**Check your understanding**
1/ Decide whether each statement agrees with the extract, answering yes or no and quoting the words of the extract that settle it: (a) most people would benefit from a skilled professional's help; (b) spending money entitles you to a result; (c) health spending has been falling year after year.
2/ Return, word for word, the passage of the extract that starts at the words "Parents who want" and ends after the words "their everyday habits.".

**Extract**
There Is No Substitute for Work
Money is no substitute for putting in the work. Many will use tried and true methods, but with shaky consistency and nothing approaching attention to detail. They’ll rush through the motions, seeking a quick outcome, only to get frustrated when their sloppy approach hasn’t yielded earth-shattering results three weeks later. Must be time to order a ton of supplements, change programs again, and hire a new personal trainer, right?
Again, I firmly believe that health and fitness are worth your investment. Most people would benefit from a skilled professional’s help to learn proper movement patterns, construct effective, safe programs, and begin to eat sensibly. However, we must approach our fitness from a mature perspective that understands consistency is the top variable, and that there is no magic pill. Without that understanding, long-term results are impossible. Let me be clear:
Spending money does not entitle you to a result. Doing the work does.
Parents who want to pay for 19 different skills and performance coaches, while they allow their kids to spend every free moment seated in air conditioning with their eyes glued to a screen are wasting their time and money. Skills and strength and conditioning matter, but they are made pointless by the loss of athleticism, focus, and tenacity typical of this upbringing. The greatest strength coach in the world will spend most of their time with this sedentary athlete on a regressed, simple plan to recreate the physical foundation destroyed by their everyday habits.
Money Does Not Replace Experience
Fitness, health, and athletic performance are worthwhile investments, but we need to be careful before assuming that money is going to provide a quick fix. If money was all that was required, we wouldn’t continue to see a degradation of public health, while health spending rises year after year.
Elite strength coaches, professional programs, and a cabinet full of supplements are not the solution for people who’ve never valued moving. Paying more means nothing without an earnest commitment and appreciation for the process. If we think we are just going to buy the outcome we want, we’re doomed to a lifetime of failure and superficial wandering.
As individuals, we must conduct an honest self-assessment to determine whether we have the skills and maturity to realize the benefit of our investment. Are we spending money on health to defer responsibility, or to create understanding and promote life-changing development and eventual autonomy?

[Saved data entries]
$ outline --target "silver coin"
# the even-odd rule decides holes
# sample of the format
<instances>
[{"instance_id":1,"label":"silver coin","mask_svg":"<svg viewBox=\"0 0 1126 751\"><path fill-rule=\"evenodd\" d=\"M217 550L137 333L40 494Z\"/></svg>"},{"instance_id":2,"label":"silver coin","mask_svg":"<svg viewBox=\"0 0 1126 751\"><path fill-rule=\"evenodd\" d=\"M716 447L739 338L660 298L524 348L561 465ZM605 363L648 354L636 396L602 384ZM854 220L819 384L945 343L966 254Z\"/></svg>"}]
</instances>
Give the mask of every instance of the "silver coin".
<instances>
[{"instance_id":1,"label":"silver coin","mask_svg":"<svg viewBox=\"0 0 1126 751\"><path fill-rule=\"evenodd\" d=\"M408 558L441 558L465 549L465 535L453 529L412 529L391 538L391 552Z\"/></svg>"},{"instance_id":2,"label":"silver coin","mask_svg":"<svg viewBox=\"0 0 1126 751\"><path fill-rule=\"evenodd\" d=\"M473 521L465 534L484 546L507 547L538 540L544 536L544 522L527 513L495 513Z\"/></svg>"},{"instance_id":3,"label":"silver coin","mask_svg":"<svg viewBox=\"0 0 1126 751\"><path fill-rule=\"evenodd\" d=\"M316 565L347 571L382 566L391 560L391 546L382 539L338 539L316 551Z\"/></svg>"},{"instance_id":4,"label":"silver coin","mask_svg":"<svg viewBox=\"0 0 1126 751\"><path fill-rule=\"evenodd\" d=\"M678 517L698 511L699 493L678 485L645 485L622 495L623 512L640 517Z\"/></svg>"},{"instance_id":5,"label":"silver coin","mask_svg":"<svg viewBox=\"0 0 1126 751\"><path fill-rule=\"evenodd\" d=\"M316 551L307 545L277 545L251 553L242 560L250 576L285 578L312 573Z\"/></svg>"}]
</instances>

**Solutions to the exercise**
1/
(a) Yes: "Most people would benefit from a skilled professional’s help"
(b) No: "Spending money does not entitle you to a result."
(c) No: "while health spending rises year after year."

2/
Parents who want to pay for 19 different skills and performance coaches, while they allow their kids to spend every free moment seated in air conditioning with their eyes glued to a screen are wasting their time and money. Skills and strength and conditioning matter, but they are made pointless by the loss of athleticism, focus, and tenacity typical of this upbringing. The greatest strength coach in the world will spend most of their time with this sedentary athlete on a regressed, simple plan to recreate the physical foundation destroyed by their everyday habits.